目的 1 -> 下の合氣道についての抜粋にある「例えば、私達は食事の際に「お箸はどちらの手で持つのかな」などと考えませんね。」という文を英語に訳しなさい。

" 人の氣持ちを酌める人間でありたい "
今朝も目覚めることが出来た。
ありがとう。
『ひと の きもち を くめる にんげん で ありたい』
合氣道の稽古では
必ず相手がいます。
投げる人と
投げられる人。
この関係がなければ、
合氣道の技としては
成立しません。
なぜなら
合氣道には
試合がないからです。
勝ち負けがないのです。
一部、試合が存在する
流派もありますが、
少なくとも
合氣道琴心館寺崎道場では
勝ち負け、
優劣、
強弱はありません。
「投げて喜び、投げられて喜ぶ」
という武道なのです。
昇級や昇段には
審査があり、
その審査基準の
技を習得し、
どれだけ落ち着いて
できるかが試されます。
また、
年に一度の
演武大会も同様に
緊張する場面で、
どれだけ
普段通りの自分を
出せるか、
ここでもやはり、
落ち着きが
試されるのです。
技を覚える段階では
落ち着くことなど
できません。
「左手はこう出て、右足を後ろに引いて」など、
このように
形を覚えている間は、
そちらの方に
氣をとられて、
投げる側も
投げられる側も
落ち着いて
稽古できません。
これは仕方のないことです。
頭で考えなくても
身体が勝手に
反応し、動く状態にまで
ならないと、
真の落ち着きを
体感することはありません。
例えば、
私達は食事の際に
「お箸はどちらの手で持つのかな」
などと考えませんね。
いつでも、
さっとお箸を持って
食べ物を口まで
運ぶことができます。
これは
「潜在意識の深い部分」まで
入っているからです。
従って、
合氣道においても
潜在意識にまで
深く浸透するまで
技を稽古しないと、
本当に
落ち着くことは
できないのです。

提供レコード ->
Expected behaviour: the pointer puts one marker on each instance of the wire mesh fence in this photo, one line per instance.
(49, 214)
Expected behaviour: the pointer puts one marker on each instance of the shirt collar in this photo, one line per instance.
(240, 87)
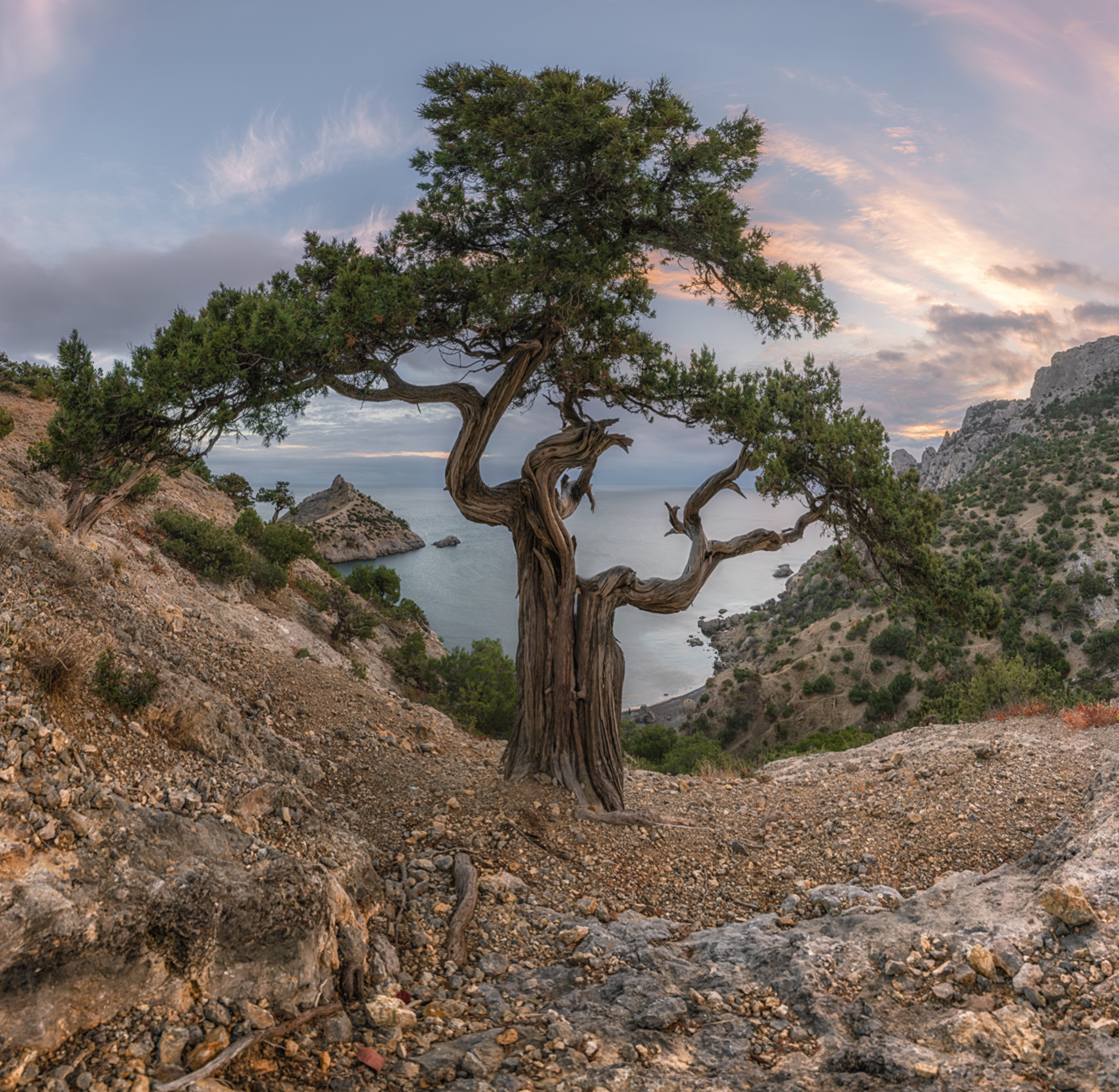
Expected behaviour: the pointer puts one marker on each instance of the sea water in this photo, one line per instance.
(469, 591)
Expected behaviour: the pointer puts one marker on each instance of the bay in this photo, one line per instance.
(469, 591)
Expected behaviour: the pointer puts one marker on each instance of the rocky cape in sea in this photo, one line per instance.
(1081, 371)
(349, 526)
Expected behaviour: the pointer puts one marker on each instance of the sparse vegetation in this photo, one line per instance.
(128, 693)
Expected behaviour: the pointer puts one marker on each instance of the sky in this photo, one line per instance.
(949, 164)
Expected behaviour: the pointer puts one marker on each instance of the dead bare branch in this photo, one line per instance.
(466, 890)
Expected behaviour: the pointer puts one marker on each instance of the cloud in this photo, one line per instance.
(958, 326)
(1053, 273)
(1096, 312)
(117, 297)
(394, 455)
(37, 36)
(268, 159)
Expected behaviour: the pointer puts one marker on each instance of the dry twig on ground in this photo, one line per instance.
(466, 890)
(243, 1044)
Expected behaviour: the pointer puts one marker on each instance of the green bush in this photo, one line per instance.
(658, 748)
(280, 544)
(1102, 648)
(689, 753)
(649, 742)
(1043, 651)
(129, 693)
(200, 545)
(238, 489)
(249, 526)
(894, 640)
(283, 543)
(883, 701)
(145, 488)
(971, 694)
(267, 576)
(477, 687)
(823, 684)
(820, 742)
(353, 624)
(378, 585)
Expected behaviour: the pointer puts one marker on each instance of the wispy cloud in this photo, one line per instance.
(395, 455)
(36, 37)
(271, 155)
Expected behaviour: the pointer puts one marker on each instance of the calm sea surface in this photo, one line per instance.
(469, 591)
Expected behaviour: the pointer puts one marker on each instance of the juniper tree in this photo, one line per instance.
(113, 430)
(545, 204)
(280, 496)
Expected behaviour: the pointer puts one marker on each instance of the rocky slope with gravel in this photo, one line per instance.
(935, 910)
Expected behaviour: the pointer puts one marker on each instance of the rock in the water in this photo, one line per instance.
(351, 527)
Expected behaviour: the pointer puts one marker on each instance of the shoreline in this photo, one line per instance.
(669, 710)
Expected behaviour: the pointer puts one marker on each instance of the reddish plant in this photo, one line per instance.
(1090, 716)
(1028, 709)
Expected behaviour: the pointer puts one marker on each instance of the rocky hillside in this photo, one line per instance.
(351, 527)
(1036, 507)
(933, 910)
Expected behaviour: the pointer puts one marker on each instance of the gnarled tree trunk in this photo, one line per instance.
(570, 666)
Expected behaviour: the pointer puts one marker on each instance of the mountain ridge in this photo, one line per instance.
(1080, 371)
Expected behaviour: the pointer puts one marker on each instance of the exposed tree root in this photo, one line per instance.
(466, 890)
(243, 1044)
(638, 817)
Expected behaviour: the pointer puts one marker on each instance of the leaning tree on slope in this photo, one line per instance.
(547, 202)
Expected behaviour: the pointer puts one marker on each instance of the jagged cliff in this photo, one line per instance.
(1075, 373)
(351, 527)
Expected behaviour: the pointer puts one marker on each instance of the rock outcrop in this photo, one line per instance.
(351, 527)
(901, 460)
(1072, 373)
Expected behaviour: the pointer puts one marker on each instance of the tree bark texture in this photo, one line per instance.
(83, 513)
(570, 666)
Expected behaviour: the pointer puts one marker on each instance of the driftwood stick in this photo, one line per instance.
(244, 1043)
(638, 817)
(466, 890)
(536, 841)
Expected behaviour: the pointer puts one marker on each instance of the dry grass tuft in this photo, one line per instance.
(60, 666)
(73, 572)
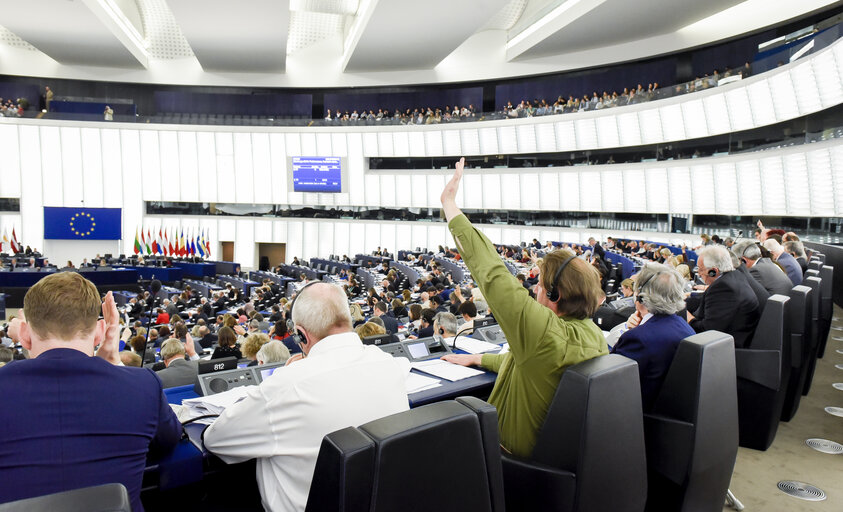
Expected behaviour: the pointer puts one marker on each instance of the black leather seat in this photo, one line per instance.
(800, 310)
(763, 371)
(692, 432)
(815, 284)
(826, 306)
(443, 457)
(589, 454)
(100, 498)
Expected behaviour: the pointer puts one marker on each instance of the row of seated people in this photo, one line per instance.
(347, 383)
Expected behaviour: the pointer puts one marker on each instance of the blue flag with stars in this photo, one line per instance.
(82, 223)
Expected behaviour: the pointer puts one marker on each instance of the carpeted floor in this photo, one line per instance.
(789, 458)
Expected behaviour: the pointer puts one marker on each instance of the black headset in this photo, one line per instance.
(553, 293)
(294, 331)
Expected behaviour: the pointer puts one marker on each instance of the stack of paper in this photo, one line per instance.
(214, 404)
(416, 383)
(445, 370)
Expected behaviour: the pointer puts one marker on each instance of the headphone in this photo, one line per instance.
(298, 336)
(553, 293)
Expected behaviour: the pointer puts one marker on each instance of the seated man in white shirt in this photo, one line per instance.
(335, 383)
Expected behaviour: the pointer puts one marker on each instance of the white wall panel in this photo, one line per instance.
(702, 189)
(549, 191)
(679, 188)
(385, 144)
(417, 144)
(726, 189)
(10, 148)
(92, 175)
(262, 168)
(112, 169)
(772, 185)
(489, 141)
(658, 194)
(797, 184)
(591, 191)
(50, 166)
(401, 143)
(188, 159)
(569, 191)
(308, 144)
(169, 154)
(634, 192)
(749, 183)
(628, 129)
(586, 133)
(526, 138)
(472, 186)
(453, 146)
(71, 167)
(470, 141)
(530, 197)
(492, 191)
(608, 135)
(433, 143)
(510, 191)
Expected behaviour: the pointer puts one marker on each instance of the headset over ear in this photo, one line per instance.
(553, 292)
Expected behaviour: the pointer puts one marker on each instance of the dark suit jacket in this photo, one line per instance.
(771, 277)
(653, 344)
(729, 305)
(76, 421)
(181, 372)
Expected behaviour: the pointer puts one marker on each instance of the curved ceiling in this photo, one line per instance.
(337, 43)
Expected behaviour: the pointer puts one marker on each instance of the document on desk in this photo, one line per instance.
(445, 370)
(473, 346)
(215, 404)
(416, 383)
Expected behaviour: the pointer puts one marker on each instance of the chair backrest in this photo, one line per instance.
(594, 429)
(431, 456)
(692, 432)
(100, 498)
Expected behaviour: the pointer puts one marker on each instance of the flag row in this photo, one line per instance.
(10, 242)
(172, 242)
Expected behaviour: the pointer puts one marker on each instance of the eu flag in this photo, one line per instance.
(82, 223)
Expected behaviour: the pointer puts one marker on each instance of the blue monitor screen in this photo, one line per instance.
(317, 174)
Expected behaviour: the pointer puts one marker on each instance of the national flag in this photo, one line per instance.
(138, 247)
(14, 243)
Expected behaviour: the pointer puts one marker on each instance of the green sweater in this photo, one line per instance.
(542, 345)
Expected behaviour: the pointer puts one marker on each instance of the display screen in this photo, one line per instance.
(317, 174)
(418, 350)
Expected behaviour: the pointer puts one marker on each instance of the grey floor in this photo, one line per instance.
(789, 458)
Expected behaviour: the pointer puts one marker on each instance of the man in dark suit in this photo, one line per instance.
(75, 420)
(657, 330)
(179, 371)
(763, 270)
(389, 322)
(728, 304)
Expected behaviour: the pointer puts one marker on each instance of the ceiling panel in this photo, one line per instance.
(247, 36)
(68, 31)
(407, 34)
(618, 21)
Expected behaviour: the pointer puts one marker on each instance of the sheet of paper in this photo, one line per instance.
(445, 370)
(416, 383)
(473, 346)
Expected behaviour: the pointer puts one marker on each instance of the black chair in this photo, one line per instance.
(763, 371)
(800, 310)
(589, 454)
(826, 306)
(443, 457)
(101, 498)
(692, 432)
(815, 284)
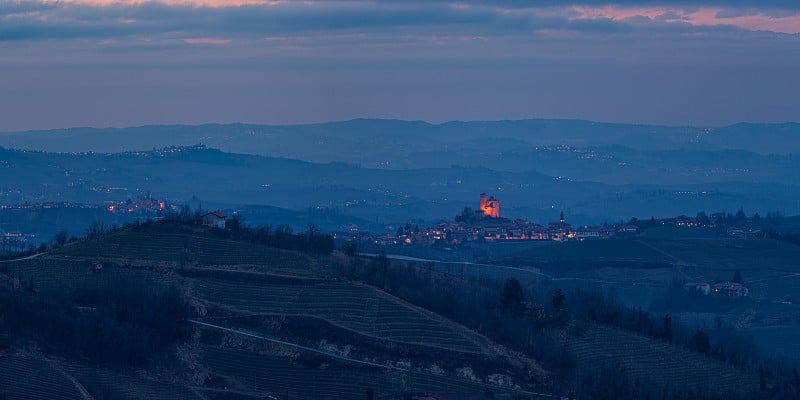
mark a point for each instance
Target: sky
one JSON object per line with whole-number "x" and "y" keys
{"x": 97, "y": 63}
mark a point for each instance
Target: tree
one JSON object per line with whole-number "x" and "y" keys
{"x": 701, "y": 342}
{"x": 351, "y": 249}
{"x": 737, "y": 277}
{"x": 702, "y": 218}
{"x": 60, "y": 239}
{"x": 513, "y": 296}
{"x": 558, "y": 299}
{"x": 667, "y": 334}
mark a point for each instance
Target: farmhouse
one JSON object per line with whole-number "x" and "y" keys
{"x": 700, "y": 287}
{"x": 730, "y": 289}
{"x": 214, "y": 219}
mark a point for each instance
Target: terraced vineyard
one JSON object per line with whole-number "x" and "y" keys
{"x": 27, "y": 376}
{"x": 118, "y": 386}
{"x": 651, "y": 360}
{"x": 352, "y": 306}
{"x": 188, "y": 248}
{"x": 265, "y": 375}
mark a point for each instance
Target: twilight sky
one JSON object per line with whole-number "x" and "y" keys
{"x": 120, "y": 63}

目的 2 -> 上のレコードから、「slope」という語を含む行をすべて抜き出しなさい。

出力全文 1 -> For example, when we eat, we don't think, "Which hand do I hold my chopsticks in?"

出力全文 2 ->
Expected behaviour: the pointer puts one marker on each instance of the rocky slope with gravel in this photo, one line per instance.
Expected behaviour: the pointer puts one marker on each instance of the leaning tree on slope in this photo, one line per instance.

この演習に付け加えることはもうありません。